### [Exercise description]
Begin at the line with "Query: pigeon's red foot" and write out every line after it, exactly, through the last line below, adding nothing.

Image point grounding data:

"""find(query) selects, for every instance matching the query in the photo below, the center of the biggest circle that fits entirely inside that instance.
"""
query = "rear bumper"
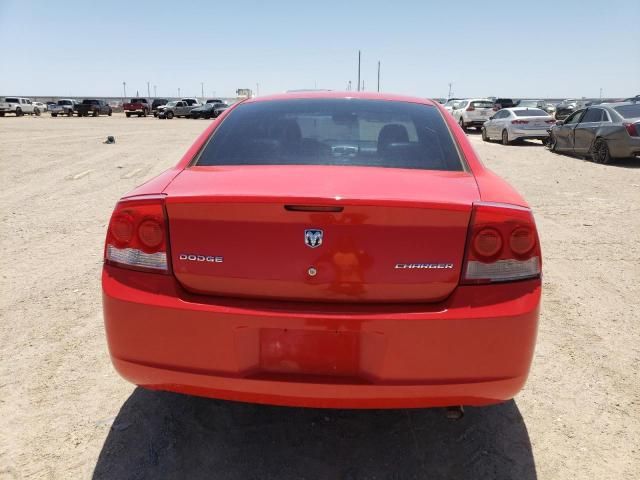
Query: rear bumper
(624, 148)
(473, 349)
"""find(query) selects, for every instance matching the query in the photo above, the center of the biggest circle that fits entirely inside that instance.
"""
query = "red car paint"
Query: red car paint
(372, 329)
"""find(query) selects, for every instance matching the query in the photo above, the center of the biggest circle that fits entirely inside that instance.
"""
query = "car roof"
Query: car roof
(338, 95)
(516, 109)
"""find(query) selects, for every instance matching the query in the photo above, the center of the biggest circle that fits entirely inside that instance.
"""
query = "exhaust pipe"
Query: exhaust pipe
(455, 413)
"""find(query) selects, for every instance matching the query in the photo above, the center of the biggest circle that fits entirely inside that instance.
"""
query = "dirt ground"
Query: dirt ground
(65, 413)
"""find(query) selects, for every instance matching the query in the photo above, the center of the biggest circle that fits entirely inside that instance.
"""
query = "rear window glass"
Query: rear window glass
(482, 104)
(333, 132)
(629, 111)
(531, 112)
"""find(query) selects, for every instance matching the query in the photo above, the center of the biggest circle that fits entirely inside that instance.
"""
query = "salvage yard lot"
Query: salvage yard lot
(65, 413)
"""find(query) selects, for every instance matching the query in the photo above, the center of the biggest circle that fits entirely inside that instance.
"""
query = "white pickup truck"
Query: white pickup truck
(64, 106)
(19, 106)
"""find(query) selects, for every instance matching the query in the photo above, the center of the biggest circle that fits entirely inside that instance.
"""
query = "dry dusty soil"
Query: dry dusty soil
(65, 413)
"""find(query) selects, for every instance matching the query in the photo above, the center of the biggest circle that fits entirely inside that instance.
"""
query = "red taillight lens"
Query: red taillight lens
(487, 243)
(137, 235)
(502, 245)
(632, 129)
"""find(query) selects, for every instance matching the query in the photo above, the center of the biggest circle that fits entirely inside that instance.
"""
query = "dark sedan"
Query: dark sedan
(208, 110)
(603, 132)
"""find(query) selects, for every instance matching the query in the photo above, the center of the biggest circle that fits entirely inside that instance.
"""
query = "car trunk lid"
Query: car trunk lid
(320, 233)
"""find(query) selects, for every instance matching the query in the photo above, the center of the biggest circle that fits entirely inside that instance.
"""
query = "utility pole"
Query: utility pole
(359, 58)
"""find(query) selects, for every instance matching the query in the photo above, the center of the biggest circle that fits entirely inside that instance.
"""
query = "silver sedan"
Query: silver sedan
(518, 123)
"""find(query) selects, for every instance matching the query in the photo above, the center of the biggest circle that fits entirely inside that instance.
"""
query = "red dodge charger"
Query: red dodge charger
(344, 250)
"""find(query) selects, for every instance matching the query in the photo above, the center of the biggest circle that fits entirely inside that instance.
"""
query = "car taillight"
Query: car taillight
(632, 129)
(137, 237)
(502, 245)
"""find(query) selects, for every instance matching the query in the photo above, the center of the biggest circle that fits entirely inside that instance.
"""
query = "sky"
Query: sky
(551, 49)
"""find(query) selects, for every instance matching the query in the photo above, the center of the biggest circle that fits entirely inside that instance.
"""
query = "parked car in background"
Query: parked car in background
(157, 102)
(208, 110)
(517, 123)
(377, 270)
(503, 103)
(137, 106)
(192, 102)
(604, 132)
(473, 112)
(451, 104)
(92, 107)
(18, 106)
(221, 107)
(568, 106)
(64, 106)
(531, 104)
(177, 108)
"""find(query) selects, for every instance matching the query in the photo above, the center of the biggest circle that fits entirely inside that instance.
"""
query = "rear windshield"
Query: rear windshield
(333, 132)
(485, 104)
(531, 112)
(629, 111)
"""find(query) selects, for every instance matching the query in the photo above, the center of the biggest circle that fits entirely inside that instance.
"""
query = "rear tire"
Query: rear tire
(600, 152)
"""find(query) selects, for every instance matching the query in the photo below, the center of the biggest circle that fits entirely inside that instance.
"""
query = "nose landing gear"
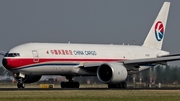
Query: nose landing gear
(19, 77)
(70, 83)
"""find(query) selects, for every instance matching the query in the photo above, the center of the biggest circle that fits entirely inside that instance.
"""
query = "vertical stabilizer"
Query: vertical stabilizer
(156, 34)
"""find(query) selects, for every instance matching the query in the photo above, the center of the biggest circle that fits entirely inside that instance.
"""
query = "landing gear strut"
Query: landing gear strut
(120, 85)
(70, 83)
(19, 77)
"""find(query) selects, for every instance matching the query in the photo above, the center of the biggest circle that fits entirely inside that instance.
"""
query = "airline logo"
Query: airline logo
(159, 30)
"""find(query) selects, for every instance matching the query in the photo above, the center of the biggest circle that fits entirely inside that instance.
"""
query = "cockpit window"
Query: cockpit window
(12, 55)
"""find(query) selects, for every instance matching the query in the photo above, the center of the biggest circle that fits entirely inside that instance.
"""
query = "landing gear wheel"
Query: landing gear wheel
(70, 84)
(20, 85)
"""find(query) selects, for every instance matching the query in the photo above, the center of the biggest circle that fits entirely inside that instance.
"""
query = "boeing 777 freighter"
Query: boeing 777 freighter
(110, 63)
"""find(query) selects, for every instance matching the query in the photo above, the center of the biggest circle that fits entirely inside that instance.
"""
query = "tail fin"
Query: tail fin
(155, 36)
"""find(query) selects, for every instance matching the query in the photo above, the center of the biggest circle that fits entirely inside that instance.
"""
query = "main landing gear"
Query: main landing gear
(120, 85)
(19, 77)
(70, 83)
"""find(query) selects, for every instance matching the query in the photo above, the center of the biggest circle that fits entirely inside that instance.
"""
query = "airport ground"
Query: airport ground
(90, 95)
(97, 92)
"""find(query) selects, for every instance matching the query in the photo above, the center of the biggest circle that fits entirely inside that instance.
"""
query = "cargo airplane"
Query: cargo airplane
(110, 63)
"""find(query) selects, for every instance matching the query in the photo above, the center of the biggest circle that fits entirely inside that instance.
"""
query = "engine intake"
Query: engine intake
(111, 73)
(30, 78)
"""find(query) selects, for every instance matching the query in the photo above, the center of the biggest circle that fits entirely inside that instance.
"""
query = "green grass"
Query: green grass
(91, 95)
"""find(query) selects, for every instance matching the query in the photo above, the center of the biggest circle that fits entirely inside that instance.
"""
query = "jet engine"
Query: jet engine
(111, 73)
(29, 78)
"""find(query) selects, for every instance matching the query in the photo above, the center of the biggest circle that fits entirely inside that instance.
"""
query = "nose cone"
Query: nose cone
(4, 62)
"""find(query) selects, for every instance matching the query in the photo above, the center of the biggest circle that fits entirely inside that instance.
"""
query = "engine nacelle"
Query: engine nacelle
(112, 73)
(30, 78)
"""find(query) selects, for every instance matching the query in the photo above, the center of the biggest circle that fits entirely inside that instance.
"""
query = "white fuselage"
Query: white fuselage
(65, 59)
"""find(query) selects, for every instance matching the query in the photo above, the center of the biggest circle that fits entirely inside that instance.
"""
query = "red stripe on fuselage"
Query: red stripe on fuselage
(20, 62)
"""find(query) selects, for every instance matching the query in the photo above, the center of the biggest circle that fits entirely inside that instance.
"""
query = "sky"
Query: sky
(85, 21)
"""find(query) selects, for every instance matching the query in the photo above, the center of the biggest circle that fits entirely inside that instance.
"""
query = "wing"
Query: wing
(158, 60)
(92, 67)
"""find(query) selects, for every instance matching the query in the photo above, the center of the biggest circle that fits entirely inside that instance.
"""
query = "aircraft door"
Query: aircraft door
(35, 56)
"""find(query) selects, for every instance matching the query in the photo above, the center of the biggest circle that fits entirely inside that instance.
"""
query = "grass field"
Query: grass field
(91, 95)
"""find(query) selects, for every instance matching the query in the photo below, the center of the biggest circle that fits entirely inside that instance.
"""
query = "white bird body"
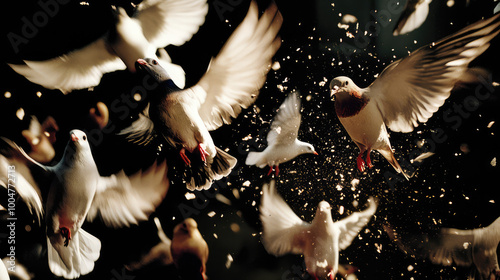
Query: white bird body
(474, 247)
(77, 193)
(409, 90)
(232, 81)
(319, 241)
(156, 25)
(283, 144)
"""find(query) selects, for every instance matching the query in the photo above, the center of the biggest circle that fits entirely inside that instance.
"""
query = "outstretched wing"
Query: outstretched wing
(79, 69)
(236, 75)
(171, 22)
(410, 90)
(413, 16)
(286, 123)
(122, 200)
(352, 225)
(281, 226)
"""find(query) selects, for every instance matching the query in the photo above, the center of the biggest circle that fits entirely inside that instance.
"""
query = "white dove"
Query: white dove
(319, 241)
(473, 247)
(77, 193)
(408, 91)
(157, 23)
(282, 141)
(413, 16)
(232, 82)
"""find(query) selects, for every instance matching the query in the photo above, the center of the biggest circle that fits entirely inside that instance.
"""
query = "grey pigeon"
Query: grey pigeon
(184, 117)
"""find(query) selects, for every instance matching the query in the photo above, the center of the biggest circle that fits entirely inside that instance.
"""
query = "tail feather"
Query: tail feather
(77, 258)
(389, 155)
(203, 174)
(255, 158)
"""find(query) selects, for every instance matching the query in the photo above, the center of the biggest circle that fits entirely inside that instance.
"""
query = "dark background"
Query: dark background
(457, 187)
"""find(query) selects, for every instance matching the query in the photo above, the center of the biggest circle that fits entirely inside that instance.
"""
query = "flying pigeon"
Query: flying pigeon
(156, 24)
(283, 144)
(474, 247)
(189, 251)
(319, 241)
(77, 193)
(232, 82)
(408, 91)
(414, 14)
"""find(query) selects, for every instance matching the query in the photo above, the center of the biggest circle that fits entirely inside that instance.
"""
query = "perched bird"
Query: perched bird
(232, 82)
(189, 251)
(474, 247)
(282, 141)
(319, 241)
(408, 91)
(414, 14)
(77, 193)
(156, 24)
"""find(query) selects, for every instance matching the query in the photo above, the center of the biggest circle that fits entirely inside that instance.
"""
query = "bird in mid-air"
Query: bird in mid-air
(184, 117)
(473, 247)
(319, 241)
(409, 90)
(155, 25)
(77, 193)
(282, 141)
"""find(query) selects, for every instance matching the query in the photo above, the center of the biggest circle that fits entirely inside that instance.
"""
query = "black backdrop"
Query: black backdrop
(454, 188)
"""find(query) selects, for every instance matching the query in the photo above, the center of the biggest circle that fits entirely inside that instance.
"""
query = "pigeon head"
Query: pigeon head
(151, 67)
(186, 227)
(324, 209)
(341, 85)
(307, 148)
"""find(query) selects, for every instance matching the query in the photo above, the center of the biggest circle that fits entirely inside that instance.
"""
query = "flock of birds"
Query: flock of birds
(65, 195)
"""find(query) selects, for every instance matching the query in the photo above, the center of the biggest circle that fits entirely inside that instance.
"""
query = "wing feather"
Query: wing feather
(352, 225)
(79, 69)
(410, 90)
(286, 123)
(237, 73)
(123, 200)
(281, 226)
(171, 22)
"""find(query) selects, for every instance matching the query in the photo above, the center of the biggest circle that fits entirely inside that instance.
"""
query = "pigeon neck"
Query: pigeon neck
(169, 85)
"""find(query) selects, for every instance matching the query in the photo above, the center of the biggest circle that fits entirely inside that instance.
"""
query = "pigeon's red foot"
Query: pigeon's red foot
(66, 234)
(203, 153)
(368, 160)
(274, 168)
(360, 162)
(184, 157)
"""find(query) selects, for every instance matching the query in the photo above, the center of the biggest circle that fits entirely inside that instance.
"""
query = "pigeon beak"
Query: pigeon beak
(334, 90)
(142, 61)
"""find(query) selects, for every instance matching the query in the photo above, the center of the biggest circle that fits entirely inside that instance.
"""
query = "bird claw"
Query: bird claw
(66, 234)
(184, 157)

### [Output of the task]
Query: pigeon's red foot
(66, 234)
(203, 153)
(368, 160)
(274, 168)
(360, 162)
(184, 157)
"""find(query) selects, for every instance matching the query in the photo above, the center of the biggest circle that fits entirely inside that instance.
"""
query = "pigeon beak"
Query: pigeon beak
(334, 90)
(142, 61)
"""find(query) selects, for every instance matching the query in the photo above, the center of the biggest circle that fits entirely inside that instance.
"""
query = "bird claw"
Query: bird claw
(66, 234)
(184, 157)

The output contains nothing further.